┌─ RECORDS PROVIDED

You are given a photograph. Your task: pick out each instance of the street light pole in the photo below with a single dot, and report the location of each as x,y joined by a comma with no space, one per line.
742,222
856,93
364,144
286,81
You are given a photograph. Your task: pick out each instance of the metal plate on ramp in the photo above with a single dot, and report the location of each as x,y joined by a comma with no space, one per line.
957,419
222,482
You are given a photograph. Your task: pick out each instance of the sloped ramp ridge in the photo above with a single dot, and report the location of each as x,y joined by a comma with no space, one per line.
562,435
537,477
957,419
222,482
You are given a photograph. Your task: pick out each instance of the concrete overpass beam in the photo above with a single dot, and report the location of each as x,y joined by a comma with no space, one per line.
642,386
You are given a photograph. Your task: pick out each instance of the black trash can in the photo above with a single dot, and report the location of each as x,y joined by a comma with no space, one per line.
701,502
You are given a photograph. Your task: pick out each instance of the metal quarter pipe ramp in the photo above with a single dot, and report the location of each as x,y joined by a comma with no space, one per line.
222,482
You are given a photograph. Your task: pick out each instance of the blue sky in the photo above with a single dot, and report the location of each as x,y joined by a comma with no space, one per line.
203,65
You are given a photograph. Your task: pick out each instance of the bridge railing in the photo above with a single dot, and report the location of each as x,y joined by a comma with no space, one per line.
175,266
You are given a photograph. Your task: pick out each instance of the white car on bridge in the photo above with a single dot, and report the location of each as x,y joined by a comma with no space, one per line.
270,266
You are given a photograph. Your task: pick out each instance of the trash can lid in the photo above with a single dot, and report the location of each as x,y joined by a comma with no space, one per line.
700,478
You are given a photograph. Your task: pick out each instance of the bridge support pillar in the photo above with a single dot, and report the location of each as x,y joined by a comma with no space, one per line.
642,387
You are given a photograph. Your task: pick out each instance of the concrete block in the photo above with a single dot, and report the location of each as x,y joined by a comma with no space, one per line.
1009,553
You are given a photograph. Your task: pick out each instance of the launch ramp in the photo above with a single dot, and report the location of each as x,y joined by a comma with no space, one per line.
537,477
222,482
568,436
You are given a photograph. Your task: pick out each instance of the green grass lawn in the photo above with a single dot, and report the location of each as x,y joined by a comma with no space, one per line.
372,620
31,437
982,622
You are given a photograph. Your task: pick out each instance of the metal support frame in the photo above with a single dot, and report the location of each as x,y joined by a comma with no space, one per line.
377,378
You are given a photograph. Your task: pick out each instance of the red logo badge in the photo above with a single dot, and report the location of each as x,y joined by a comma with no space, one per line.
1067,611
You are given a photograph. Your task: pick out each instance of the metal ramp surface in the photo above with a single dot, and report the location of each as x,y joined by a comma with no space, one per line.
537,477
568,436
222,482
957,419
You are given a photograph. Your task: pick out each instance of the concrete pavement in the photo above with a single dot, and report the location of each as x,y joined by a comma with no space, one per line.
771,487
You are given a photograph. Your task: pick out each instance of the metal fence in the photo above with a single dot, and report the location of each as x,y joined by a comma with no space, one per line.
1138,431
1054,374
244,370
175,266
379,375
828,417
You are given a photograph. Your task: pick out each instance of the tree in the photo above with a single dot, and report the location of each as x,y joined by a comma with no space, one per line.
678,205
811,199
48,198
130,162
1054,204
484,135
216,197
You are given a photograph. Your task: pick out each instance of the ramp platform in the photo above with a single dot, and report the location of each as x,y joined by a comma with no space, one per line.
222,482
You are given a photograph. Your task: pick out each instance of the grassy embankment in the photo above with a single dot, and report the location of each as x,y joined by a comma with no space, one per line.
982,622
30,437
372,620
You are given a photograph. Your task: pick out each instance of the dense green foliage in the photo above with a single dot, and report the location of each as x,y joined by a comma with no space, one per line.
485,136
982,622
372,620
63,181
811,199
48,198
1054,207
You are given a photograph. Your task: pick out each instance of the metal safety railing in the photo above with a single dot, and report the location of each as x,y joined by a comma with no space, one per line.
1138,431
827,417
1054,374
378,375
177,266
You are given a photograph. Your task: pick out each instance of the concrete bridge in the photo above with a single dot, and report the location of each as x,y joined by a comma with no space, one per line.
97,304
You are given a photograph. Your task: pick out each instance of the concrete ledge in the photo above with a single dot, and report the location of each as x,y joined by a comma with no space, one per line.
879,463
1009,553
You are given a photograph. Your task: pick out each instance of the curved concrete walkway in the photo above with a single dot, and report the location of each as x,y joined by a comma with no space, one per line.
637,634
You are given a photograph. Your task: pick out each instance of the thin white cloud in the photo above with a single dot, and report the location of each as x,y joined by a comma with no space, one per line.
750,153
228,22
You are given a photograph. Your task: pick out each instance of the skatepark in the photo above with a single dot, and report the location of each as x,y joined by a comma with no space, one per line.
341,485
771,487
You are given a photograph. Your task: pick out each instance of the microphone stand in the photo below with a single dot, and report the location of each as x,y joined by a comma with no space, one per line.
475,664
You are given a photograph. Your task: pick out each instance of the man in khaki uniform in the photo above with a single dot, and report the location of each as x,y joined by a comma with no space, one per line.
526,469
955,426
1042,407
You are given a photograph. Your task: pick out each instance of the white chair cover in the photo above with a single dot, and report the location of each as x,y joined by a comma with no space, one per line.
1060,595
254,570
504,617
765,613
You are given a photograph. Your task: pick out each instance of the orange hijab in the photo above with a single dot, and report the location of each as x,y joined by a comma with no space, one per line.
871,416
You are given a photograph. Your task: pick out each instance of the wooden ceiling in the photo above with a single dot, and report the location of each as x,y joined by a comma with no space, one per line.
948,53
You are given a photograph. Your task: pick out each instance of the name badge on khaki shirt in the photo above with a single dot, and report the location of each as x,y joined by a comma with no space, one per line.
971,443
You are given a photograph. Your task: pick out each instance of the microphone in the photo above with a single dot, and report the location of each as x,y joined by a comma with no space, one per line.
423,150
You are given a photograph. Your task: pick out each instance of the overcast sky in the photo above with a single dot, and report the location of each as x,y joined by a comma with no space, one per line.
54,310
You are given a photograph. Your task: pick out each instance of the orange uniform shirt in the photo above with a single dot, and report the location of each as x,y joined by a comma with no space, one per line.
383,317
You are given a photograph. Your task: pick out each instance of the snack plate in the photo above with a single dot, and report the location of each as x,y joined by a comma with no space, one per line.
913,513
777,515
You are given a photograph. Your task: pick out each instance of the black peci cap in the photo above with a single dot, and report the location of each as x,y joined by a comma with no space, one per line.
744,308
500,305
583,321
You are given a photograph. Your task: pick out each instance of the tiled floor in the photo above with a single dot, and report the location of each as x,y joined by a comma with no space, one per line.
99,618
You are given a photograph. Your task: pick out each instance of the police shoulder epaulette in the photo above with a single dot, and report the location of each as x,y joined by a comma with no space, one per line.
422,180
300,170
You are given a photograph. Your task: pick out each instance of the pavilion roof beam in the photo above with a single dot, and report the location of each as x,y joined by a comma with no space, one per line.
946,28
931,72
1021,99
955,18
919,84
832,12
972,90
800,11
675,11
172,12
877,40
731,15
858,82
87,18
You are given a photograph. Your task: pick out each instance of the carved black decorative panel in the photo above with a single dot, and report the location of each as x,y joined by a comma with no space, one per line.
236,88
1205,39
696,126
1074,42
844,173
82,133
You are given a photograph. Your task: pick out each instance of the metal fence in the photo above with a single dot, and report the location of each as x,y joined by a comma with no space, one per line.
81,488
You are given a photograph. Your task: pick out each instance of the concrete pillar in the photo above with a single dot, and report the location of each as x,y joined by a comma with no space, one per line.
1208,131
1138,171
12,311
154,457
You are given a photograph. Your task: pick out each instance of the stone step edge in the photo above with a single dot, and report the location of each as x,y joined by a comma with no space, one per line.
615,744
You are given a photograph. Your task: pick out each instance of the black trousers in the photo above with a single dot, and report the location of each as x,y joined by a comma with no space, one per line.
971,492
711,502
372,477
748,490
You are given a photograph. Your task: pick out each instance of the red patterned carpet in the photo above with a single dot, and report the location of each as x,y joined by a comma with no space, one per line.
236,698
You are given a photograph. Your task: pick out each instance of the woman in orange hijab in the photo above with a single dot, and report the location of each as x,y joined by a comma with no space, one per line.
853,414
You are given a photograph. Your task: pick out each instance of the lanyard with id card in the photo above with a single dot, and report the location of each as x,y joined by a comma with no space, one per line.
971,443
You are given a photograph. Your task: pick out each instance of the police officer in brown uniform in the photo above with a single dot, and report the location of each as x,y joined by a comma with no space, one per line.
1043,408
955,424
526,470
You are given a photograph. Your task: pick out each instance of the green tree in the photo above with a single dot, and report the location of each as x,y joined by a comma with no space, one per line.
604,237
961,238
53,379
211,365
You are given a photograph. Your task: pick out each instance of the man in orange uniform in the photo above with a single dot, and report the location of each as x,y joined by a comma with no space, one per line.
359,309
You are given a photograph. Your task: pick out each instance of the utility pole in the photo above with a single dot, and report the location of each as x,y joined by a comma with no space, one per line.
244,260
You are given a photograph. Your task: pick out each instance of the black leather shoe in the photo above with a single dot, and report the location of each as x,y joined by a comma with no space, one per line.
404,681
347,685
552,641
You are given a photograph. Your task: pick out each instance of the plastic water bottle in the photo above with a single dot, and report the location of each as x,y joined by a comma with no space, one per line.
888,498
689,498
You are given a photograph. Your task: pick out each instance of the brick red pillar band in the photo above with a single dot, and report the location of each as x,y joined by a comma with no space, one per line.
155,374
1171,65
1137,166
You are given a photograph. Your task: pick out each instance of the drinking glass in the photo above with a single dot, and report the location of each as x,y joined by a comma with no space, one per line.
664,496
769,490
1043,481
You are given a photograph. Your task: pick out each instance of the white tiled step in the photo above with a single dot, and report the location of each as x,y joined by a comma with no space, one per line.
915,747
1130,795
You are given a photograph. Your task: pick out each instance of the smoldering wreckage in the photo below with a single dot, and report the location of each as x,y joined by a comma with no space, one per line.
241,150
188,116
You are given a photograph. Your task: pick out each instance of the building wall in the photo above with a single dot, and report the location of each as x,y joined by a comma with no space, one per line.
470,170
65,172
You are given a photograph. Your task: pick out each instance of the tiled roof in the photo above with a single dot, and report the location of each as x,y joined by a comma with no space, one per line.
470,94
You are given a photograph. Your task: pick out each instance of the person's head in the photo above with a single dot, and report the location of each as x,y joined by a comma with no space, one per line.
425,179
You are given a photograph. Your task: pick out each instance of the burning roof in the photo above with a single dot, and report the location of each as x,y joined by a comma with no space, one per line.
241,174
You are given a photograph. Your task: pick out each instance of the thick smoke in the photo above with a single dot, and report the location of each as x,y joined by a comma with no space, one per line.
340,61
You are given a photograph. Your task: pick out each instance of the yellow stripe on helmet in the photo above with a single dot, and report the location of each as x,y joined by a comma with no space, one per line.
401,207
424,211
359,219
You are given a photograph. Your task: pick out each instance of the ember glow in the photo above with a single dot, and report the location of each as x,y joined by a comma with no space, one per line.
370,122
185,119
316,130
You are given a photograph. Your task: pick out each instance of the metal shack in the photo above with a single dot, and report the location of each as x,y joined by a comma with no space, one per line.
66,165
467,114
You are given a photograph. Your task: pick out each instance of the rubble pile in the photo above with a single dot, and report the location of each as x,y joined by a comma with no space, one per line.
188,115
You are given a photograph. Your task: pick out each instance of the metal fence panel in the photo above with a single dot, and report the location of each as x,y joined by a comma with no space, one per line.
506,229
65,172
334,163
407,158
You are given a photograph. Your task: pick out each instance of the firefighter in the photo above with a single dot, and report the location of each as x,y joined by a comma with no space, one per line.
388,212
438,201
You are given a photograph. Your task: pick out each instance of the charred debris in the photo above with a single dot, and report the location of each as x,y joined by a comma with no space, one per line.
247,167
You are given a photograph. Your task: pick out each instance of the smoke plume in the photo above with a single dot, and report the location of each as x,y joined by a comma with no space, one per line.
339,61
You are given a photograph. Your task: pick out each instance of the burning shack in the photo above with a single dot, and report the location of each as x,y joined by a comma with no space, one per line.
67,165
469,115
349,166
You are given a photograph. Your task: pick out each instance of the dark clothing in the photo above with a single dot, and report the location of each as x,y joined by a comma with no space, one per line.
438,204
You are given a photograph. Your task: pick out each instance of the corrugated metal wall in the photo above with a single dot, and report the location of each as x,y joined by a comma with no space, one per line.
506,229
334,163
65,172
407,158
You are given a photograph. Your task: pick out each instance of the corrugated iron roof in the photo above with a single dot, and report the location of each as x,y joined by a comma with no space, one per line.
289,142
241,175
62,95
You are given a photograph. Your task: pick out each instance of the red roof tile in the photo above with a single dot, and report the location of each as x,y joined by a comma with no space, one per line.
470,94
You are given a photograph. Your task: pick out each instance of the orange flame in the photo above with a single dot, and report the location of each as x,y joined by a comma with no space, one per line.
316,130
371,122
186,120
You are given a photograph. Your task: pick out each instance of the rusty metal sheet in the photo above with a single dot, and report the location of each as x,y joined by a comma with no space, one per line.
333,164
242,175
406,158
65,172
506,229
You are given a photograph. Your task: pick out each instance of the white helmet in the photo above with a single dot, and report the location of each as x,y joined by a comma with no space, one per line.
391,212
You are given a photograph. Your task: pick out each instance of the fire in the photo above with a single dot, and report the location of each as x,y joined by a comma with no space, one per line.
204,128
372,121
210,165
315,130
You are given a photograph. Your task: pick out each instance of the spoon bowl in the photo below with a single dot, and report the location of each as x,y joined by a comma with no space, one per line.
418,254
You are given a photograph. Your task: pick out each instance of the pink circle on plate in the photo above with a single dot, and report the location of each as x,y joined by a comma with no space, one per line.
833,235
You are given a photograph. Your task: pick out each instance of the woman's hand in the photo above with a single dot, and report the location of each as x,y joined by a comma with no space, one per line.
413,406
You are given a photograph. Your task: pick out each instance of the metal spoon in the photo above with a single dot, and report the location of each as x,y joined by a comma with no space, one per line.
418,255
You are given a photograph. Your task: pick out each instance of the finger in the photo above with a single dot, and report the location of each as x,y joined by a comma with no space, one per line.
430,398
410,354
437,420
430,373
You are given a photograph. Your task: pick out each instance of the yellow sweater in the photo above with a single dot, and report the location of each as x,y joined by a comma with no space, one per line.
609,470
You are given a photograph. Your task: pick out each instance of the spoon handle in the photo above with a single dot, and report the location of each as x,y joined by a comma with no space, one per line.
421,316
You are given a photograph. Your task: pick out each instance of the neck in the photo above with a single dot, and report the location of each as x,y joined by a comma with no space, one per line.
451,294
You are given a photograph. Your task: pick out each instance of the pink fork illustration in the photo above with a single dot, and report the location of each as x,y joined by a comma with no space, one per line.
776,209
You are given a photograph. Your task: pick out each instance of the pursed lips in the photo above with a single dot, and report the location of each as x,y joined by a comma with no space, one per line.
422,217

└─

Beginning at the line that holds "the yellow sweater", reproduce each line of the records above down to and including the last one.

TASK SOLUTION
You are given a photograph. Your task: pick out each instance of the yellow sweater in the photo above with a single dot, and report the location of each as x,y joined by a comma with no space, one per line.
609,470
You are given a photograph. Your task: pick out each instance of the spoon handle in the photo above with a single dot, and report the location of each as x,y joined by a comma with no space, one per line.
421,316
You are given a photograph. Your task: pick out each instance of the neck in the photo above with a single dot, and report the location of each as x,y joined by a comma with no space, one per line.
451,294
You are given a photograph. Your task: pick out each instance of the pink fork illustration in the photo above with a single dot, and report the location of each as x,y joined by a comma with no space, one per line.
776,209
You are given a photograph. Your task: pick out each instance of the pursed lips in the photo above with a single dot, and report the location of each as x,y joined by a comma with no space, one per line.
422,217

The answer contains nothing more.